(과제 목표): 아래 행 가운데 "strap"라는 단어가 들어 있는 행을 모두 찾아 한 줄도 빠짐없이 보고하십시오. 대소문자는 구분합니다.
>>
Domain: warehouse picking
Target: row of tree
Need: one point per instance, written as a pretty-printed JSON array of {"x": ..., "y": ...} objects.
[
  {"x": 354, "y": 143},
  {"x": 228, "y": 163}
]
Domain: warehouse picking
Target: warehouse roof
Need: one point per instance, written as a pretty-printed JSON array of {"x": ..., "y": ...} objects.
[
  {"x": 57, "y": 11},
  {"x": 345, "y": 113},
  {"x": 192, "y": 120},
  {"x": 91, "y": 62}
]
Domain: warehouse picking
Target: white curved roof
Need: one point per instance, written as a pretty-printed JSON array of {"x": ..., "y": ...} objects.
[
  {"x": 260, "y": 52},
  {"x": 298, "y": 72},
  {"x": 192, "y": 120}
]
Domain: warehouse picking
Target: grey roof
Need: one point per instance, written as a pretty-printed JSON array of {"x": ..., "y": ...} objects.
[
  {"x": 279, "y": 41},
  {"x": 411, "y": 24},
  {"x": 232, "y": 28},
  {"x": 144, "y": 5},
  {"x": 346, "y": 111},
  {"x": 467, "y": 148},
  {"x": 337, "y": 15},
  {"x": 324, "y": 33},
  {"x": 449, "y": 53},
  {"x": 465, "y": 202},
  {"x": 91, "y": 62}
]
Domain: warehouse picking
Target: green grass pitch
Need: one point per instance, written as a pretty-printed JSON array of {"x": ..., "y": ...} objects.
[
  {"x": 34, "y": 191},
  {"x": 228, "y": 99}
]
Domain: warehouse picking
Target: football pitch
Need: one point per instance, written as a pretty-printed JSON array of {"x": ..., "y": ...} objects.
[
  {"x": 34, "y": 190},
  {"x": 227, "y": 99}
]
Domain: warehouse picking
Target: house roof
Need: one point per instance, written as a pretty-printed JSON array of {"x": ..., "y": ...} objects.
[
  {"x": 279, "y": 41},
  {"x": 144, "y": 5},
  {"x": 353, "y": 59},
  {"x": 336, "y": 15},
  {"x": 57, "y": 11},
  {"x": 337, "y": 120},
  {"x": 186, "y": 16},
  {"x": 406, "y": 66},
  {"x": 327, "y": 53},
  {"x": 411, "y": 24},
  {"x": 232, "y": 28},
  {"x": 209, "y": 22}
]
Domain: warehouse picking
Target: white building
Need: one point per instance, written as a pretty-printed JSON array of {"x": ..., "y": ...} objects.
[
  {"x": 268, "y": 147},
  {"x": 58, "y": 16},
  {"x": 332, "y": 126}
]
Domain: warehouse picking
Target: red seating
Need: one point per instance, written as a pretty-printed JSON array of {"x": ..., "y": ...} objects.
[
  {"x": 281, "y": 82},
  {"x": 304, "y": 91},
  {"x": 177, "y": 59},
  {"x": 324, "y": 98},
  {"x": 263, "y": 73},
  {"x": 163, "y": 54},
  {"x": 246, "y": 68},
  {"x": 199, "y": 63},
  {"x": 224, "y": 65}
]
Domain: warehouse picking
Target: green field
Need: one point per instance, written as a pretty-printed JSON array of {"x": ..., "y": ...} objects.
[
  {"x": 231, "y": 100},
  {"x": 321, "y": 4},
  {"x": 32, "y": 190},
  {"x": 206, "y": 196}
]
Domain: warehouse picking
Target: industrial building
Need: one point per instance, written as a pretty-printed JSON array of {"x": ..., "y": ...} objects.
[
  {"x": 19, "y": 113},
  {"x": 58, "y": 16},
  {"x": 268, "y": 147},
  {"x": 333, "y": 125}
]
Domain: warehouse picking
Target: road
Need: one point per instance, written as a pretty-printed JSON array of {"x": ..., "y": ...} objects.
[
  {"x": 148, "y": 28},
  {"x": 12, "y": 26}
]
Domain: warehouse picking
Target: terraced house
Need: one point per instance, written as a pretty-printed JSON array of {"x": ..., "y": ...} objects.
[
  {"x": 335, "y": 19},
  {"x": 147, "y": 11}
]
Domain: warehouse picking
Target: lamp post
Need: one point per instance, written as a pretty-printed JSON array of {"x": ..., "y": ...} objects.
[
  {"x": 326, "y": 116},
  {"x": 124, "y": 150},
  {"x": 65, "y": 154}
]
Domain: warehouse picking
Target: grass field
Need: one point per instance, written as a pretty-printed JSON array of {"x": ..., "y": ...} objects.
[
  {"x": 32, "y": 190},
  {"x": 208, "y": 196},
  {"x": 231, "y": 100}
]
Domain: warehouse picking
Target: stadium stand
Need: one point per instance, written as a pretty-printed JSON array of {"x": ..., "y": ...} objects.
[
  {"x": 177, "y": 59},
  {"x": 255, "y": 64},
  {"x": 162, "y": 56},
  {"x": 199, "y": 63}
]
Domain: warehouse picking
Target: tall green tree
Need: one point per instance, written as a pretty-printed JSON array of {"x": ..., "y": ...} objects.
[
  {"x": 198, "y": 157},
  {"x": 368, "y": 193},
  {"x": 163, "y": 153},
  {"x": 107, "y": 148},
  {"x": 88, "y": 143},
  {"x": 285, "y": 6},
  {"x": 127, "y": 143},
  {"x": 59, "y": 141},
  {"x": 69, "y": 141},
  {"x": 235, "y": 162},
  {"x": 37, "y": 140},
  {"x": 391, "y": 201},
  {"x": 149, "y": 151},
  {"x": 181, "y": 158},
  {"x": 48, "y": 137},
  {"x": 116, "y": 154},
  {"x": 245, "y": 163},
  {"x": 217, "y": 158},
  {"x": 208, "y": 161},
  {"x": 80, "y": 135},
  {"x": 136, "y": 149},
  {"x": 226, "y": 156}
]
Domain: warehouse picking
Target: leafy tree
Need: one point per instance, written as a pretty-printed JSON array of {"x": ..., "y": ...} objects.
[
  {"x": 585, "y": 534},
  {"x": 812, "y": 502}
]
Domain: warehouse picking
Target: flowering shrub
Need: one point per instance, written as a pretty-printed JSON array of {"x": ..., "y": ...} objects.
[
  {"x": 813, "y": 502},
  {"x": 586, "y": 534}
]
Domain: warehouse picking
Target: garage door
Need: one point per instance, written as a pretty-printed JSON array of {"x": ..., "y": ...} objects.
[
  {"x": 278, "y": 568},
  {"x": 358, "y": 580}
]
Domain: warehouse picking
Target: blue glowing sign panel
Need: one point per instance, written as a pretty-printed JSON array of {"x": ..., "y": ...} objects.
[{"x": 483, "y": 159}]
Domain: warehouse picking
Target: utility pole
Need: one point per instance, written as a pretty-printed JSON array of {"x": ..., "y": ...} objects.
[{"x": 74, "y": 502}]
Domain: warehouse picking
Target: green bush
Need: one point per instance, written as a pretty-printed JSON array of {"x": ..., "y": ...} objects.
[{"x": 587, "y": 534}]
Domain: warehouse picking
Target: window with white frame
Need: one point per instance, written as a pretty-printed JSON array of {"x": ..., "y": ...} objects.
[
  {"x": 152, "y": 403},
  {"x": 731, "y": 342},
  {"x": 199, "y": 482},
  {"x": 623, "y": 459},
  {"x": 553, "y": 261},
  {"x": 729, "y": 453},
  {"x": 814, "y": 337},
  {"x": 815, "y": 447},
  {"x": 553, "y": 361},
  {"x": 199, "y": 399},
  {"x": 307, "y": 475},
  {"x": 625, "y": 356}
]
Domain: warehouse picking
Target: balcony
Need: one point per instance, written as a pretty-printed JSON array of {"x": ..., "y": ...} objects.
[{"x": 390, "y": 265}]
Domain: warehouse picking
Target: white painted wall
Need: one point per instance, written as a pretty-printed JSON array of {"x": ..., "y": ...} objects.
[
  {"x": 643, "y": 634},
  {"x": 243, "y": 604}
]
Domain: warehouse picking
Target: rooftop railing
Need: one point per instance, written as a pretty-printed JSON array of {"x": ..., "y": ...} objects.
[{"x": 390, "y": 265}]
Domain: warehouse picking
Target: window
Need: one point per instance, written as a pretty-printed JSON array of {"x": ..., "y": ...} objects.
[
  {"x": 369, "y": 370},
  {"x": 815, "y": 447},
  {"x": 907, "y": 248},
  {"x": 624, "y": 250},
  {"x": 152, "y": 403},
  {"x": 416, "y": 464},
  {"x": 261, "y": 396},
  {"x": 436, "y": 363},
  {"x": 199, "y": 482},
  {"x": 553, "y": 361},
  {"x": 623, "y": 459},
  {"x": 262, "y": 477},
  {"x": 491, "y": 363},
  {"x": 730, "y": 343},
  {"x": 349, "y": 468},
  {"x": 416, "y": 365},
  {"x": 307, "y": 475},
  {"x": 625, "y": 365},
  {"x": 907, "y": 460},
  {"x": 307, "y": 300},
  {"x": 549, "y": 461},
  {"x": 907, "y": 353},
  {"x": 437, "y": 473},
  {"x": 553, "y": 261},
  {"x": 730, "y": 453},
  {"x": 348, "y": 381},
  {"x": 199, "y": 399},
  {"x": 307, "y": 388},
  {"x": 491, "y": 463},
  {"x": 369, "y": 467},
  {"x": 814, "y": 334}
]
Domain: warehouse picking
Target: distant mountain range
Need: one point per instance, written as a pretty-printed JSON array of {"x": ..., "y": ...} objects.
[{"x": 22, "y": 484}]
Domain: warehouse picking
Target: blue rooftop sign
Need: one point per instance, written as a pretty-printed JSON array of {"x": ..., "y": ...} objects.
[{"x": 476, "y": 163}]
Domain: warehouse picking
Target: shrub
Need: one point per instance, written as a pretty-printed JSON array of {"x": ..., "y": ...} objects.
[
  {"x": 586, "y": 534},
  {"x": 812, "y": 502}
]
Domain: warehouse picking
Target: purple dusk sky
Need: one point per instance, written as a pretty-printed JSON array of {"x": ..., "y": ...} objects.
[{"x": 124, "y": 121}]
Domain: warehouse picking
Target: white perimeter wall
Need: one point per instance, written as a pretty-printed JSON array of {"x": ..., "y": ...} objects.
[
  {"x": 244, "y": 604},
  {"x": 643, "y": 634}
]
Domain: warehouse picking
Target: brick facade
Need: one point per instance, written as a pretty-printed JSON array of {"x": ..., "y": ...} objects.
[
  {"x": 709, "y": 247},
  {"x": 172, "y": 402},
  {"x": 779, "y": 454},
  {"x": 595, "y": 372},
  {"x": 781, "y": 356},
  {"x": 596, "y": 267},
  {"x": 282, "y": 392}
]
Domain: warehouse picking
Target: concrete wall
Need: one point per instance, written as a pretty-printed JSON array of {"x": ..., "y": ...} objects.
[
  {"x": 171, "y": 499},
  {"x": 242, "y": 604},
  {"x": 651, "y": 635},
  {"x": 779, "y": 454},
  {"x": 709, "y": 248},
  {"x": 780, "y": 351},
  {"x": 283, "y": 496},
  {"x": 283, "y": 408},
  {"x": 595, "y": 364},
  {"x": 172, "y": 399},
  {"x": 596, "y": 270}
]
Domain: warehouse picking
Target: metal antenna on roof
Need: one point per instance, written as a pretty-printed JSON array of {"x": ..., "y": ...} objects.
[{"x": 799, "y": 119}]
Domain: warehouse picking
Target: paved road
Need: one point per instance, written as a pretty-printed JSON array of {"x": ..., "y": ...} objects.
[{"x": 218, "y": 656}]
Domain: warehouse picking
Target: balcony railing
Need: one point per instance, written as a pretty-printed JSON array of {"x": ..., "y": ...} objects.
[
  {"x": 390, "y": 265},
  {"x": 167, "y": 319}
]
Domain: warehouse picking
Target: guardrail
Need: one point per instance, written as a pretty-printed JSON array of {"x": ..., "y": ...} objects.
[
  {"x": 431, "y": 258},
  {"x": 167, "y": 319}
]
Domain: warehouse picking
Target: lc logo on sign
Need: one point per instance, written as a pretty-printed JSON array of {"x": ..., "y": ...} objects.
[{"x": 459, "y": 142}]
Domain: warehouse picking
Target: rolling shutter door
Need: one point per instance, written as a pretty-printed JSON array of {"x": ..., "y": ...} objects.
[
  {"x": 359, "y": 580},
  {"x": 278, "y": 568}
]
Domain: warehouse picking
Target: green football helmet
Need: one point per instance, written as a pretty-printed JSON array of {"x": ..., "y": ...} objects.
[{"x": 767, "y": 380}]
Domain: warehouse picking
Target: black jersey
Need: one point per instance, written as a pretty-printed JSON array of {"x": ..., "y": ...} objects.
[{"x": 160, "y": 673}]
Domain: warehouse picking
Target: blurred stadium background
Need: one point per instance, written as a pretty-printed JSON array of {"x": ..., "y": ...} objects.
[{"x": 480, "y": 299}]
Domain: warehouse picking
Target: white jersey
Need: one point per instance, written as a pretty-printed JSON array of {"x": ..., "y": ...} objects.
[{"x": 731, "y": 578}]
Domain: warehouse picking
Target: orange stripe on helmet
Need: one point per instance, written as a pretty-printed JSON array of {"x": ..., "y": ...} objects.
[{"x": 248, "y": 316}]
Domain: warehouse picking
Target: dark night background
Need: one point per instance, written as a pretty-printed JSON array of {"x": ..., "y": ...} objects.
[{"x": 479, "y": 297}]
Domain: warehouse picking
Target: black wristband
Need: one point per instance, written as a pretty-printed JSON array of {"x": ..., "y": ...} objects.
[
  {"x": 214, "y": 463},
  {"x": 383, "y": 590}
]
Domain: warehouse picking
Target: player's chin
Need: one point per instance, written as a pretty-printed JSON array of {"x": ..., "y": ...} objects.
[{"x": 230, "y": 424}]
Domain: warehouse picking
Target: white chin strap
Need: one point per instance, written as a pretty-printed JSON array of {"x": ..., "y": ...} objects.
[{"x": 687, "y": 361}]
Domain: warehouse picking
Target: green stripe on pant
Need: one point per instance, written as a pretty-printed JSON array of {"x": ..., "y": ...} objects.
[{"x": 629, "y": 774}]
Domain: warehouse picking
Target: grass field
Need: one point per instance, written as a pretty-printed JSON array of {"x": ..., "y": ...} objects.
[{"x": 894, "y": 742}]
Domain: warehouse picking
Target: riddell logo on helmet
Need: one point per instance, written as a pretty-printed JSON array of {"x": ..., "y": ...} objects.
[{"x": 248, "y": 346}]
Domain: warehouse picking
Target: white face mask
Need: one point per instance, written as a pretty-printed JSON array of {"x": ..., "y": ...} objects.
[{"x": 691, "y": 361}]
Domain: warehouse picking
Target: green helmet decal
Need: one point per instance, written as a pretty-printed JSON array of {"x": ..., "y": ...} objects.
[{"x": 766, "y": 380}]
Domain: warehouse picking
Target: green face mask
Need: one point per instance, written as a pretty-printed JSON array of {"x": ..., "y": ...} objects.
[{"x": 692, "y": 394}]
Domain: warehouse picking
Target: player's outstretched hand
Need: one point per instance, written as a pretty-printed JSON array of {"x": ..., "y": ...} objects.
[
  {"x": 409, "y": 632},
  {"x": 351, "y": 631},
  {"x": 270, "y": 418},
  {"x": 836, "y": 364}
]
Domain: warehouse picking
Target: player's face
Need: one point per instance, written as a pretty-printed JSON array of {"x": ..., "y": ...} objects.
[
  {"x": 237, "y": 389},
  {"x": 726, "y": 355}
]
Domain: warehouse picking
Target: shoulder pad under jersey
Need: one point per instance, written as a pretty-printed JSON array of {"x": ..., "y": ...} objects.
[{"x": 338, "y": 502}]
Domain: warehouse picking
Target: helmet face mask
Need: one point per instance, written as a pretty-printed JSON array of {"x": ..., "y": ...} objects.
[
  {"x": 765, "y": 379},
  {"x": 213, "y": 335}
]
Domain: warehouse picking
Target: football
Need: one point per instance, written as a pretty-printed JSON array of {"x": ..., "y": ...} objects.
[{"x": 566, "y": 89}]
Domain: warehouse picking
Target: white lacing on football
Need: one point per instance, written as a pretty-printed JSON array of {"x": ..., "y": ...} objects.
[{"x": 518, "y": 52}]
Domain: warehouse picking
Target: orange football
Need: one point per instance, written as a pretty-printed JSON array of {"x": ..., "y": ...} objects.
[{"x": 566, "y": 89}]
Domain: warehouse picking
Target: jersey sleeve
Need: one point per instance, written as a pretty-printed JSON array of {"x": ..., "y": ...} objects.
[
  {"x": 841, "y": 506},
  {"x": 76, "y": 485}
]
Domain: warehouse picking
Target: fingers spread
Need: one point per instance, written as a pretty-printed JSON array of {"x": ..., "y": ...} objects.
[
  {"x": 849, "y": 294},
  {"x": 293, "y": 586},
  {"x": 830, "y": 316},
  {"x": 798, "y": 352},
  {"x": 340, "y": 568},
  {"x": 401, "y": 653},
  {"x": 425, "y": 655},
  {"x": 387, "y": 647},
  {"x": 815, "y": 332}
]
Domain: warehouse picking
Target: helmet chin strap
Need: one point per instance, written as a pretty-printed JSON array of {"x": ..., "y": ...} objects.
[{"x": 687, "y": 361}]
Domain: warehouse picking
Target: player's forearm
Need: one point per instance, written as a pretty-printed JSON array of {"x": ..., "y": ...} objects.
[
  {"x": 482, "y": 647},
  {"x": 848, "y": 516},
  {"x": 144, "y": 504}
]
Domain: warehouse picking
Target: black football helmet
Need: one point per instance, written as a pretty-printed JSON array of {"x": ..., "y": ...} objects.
<<
(과제 결과):
Target: white chin strap
Target: helmet chin strap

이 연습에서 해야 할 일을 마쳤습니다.